● Extrait du document:
▽
Je dois remercier Nina Beltram, Coordinatrice Équipe et Antenne Radio CanalB, qui m’a fourni le CP après l’émission 3 en 1 du 24/10/2025.
Un moment leur sera dédié le 31 octobre à 16h30 au cimetière de l’est.
À Rennes depuis le début 2025, 29 personnes décédées sans domicile / précarité d’après le relais fait dans Ouest-France (Pascal SIMON. Publié le 24/10/2025 à 18h14) depuis la campagne annuelle de Dignité cimetière. Une belle mise en histoire de collectif est publiée ici sur ArcGIS StoryMaps.
Comme chaque année à Rennes à la veille de la trêve hivernale, le campement du parc de Maurepas à été évacué, comme chaque année des mineur⋅es isolé⋅es se retrouvent sans solution pérenne et sont déplacé⋅es de force pour être un peu plus invisibilisé⋅es.
△
● Consigne: Citez fidèlement le passage de l'extrait sur Rennes qui va de « Je dois remercier » jusqu'à « cimetière de l’est. ». Les lignes fournies forment un matériau à part, sans lien avec l'extrait.

● Lignes fournies:
▽
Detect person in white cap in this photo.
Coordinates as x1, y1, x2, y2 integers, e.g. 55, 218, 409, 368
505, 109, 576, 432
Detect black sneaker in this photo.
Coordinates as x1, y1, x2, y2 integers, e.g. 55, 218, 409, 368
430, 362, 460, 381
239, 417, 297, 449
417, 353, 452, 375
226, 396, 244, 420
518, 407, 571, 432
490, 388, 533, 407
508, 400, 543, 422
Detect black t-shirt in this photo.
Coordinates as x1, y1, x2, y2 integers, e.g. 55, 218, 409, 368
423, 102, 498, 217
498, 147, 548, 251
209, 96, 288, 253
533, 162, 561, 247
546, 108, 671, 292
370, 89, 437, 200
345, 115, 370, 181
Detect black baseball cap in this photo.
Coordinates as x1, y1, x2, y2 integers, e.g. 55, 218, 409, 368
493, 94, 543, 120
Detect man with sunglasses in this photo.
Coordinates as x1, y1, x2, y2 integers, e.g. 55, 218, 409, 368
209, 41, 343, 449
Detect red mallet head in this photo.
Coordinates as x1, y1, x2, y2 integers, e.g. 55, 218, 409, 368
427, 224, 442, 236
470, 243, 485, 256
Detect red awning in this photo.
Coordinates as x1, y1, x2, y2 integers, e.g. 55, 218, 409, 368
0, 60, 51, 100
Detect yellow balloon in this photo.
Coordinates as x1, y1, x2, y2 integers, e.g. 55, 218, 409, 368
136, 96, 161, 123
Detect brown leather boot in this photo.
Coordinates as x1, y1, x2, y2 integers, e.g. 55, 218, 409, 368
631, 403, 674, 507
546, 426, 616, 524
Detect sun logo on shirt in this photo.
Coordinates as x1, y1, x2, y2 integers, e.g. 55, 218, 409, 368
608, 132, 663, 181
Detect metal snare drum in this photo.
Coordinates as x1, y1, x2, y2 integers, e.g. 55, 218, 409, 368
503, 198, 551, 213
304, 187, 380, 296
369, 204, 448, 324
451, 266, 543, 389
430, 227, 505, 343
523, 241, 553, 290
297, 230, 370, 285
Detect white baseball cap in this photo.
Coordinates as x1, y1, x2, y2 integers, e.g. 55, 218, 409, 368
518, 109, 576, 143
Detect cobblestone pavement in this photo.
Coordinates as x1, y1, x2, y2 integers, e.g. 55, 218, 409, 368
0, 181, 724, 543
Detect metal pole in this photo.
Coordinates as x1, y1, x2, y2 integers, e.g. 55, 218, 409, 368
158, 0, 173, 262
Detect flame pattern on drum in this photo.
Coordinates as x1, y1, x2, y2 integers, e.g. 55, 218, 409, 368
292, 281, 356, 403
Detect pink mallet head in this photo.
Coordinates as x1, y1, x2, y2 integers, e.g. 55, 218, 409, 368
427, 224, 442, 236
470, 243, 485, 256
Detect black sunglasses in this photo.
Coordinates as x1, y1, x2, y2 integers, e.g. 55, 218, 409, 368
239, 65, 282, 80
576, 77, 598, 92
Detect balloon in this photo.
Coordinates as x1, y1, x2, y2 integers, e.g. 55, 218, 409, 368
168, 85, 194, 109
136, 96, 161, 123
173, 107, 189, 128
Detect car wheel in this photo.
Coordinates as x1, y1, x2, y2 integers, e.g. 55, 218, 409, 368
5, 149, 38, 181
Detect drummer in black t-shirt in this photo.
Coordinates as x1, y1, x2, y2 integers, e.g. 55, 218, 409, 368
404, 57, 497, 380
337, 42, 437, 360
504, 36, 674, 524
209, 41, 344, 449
△
● Réponse:
Je dois remercier Nina Beltram, Coordinatrice Équipe et Antenne Radio CanalB, qui m’a fourni le CP après l’émission 3 en 1 du 24/10/2025.
Un moment leur sera dédié le 31 octobre à 16h30 au cimetière de l’est.